Dataset records about object locations:
┄┄┄┄┄┄┄┄┄┄┄┄┄┄┄┄┄┄┄┄

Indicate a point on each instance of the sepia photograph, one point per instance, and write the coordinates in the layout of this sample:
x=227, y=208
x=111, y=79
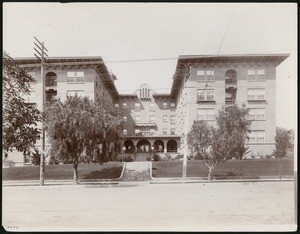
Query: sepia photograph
x=149, y=117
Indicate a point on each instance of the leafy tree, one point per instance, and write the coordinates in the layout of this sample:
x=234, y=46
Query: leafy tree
x=200, y=140
x=79, y=124
x=226, y=141
x=284, y=142
x=20, y=119
x=233, y=126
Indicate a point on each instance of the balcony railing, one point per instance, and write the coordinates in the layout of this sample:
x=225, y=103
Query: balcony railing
x=50, y=83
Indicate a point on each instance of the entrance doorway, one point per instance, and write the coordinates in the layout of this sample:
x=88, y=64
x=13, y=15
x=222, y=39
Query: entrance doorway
x=143, y=146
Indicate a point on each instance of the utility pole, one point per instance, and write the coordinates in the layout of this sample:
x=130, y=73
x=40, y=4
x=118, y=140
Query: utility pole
x=185, y=154
x=40, y=50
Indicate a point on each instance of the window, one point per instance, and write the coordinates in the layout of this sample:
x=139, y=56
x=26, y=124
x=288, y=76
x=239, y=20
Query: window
x=205, y=75
x=206, y=114
x=78, y=93
x=165, y=118
x=172, y=119
x=200, y=75
x=152, y=118
x=260, y=74
x=75, y=77
x=256, y=94
x=251, y=74
x=205, y=95
x=30, y=97
x=256, y=136
x=137, y=118
x=152, y=106
x=256, y=114
x=256, y=75
x=137, y=106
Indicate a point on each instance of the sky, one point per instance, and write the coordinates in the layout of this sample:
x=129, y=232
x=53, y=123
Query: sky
x=122, y=32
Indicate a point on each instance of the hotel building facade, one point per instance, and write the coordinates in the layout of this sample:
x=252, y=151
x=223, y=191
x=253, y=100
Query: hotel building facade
x=202, y=85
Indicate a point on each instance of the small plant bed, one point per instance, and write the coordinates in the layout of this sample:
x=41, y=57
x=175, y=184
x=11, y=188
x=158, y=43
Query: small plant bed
x=232, y=169
x=110, y=170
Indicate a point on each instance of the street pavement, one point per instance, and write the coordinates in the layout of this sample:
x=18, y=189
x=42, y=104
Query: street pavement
x=138, y=206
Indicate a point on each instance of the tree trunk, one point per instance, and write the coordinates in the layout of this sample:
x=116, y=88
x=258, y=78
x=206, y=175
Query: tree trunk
x=210, y=174
x=75, y=172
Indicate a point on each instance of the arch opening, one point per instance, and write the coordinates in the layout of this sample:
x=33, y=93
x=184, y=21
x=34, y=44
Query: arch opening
x=143, y=146
x=159, y=146
x=171, y=146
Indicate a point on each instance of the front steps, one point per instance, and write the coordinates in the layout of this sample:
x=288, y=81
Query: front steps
x=136, y=171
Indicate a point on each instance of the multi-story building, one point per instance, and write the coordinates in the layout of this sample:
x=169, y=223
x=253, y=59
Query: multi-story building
x=66, y=76
x=149, y=122
x=202, y=85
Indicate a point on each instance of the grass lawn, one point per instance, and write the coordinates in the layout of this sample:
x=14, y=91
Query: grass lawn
x=110, y=170
x=242, y=169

┄┄┄┄┄┄┄┄┄┄┄┄┄┄┄┄┄┄┄┄

Task goal: Transcribe word for word the lines from the one holding "Indicate a point on each instance of the hotel" to the last line of the listing above, inclusive.

Full answer:
Indicate a point on each instance of the hotel building facade, one point per instance, and write the coordinates in the layout of this sample:
x=252, y=151
x=223, y=191
x=253, y=100
Query: hotel building facade
x=202, y=85
Indicate a point on each instance of the small plant bed, one point per instance, and write the coordinates in the layout of this sample:
x=41, y=57
x=175, y=184
x=11, y=188
x=158, y=43
Query: small plant bed
x=232, y=169
x=110, y=170
Indicate a point on each instance of the street pavement, one point per instance, and write the coordinates in the layout of this sample:
x=18, y=189
x=42, y=104
Query: street pavement
x=138, y=206
Indicate a point on each instance of the tree trunk, one point per instance, and write the coordinates in the layout of this sample:
x=116, y=88
x=258, y=78
x=206, y=175
Query: tree trunk
x=210, y=174
x=75, y=172
Indicate a point on each instance of the arch opening, one point per instance, and write the coordinates in the layout of this sample:
x=33, y=93
x=184, y=21
x=34, y=44
Query: arch opening
x=143, y=146
x=159, y=146
x=171, y=146
Indicate a point on each instance of the front steps, one point per instance, and write the coordinates in the layout of this sample:
x=288, y=81
Query: front steps
x=136, y=171
Indicate a point on each instance of the multi-story building, one point per instance, and write the coordinates in the layout of this sample:
x=169, y=223
x=253, y=59
Query: multi-story building
x=66, y=76
x=149, y=122
x=202, y=85
Indicate a point on each instance of the grass lawn, one point per instance, and write the coordinates in the layout of this sample:
x=14, y=91
Query: grass lawn
x=110, y=170
x=242, y=169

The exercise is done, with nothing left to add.